Stored records
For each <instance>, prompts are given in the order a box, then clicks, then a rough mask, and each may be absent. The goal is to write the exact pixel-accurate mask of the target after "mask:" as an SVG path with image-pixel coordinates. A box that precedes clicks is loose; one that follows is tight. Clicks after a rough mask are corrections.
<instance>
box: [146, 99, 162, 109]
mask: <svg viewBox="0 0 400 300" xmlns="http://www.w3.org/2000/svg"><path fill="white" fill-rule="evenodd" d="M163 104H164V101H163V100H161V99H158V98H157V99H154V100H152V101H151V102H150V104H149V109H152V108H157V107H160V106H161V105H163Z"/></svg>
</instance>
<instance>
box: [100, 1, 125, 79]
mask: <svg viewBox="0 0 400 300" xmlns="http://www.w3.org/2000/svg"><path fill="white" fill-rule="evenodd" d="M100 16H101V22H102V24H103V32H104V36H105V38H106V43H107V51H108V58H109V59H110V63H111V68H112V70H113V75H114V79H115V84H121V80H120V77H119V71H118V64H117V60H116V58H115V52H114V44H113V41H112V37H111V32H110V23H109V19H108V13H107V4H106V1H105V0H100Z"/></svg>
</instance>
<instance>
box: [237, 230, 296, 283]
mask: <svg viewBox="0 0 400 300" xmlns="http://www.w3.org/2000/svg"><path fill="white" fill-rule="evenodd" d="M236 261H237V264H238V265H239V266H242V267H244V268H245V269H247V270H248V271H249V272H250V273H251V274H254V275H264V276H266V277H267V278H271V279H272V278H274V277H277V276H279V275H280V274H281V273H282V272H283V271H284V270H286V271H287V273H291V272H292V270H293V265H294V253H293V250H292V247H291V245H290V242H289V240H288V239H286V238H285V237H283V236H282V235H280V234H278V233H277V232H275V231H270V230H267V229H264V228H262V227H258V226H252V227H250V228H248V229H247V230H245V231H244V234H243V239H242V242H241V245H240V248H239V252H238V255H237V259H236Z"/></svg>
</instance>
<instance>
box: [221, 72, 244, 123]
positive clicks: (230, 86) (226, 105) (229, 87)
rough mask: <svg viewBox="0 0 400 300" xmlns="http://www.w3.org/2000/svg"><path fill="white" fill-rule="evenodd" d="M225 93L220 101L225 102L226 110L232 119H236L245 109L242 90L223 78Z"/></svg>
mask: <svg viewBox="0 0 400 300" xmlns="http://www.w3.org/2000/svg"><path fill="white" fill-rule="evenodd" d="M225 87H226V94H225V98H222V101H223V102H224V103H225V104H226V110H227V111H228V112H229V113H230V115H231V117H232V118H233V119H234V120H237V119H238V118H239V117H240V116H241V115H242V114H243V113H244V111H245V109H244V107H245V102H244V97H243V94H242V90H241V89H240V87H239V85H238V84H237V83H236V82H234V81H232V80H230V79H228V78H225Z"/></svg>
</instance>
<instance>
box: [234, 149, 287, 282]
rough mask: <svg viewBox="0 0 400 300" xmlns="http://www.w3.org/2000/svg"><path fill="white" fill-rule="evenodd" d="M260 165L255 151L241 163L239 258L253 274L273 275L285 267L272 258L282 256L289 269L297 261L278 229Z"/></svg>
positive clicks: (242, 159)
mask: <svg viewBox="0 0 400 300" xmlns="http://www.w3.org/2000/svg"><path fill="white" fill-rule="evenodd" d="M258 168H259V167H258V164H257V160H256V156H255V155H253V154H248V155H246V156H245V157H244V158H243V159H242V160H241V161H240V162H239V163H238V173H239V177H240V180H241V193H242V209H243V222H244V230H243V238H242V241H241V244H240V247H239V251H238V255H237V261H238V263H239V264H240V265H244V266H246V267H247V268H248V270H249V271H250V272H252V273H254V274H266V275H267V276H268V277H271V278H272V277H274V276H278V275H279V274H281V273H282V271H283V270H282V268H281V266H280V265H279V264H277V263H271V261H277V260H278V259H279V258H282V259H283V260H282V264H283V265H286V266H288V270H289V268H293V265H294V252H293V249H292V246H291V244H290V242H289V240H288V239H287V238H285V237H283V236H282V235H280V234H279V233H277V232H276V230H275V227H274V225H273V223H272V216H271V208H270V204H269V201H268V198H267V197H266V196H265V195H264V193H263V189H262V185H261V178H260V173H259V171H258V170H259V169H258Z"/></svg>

- _To do_
In the reply, include exactly the lines from the beginning of the entries above through the line holding "positive clicks: (230, 86)", and nothing besides.

- _Output for this task_
For each <instance>, prompts are given in the order a box, then clicks, then a rough mask, and each may be absent. The goal is to write the exact pixel-accurate mask of the target after "mask:" as an SVG path with image-pixel coordinates. A box that precedes clicks is loose; one that follows is tight. Clicks after a rough mask are corrections.
<instance>
box: [146, 99, 162, 109]
mask: <svg viewBox="0 0 400 300" xmlns="http://www.w3.org/2000/svg"><path fill="white" fill-rule="evenodd" d="M163 104H164V101H163V100H161V99H158V98H157V99H154V100H152V101H151V102H150V104H149V109H152V108H157V107H160V106H161V105H163Z"/></svg>
</instance>
<instance>
box: [100, 1, 125, 79]
mask: <svg viewBox="0 0 400 300" xmlns="http://www.w3.org/2000/svg"><path fill="white" fill-rule="evenodd" d="M100 16H101V22H102V24H103V32H104V36H105V38H106V43H107V51H108V58H109V59H110V63H111V68H112V70H113V75H114V79H115V84H121V80H120V77H119V71H118V64H117V60H116V58H115V52H114V44H113V41H112V37H111V32H110V23H109V19H108V13H107V4H106V1H105V0H100Z"/></svg>
</instance>
<instance>
box: [237, 230, 296, 283]
mask: <svg viewBox="0 0 400 300" xmlns="http://www.w3.org/2000/svg"><path fill="white" fill-rule="evenodd" d="M236 261H237V264H238V265H239V266H242V267H244V268H245V269H247V270H248V271H249V272H250V273H251V274H254V275H264V276H266V277H267V278H271V279H272V278H274V277H277V276H279V275H280V274H281V273H282V272H283V271H284V270H286V271H287V273H291V272H292V270H293V265H294V253H293V250H292V247H291V245H290V242H289V240H288V239H286V238H285V237H283V236H282V235H280V234H278V233H277V232H275V231H270V230H267V229H264V228H262V227H258V226H252V227H250V228H248V229H247V230H245V231H244V234H243V239H242V242H241V245H240V248H239V252H238V255H237V259H236Z"/></svg>
</instance>
<instance>
box: [221, 72, 244, 123]
positive clicks: (230, 86) (226, 105) (229, 87)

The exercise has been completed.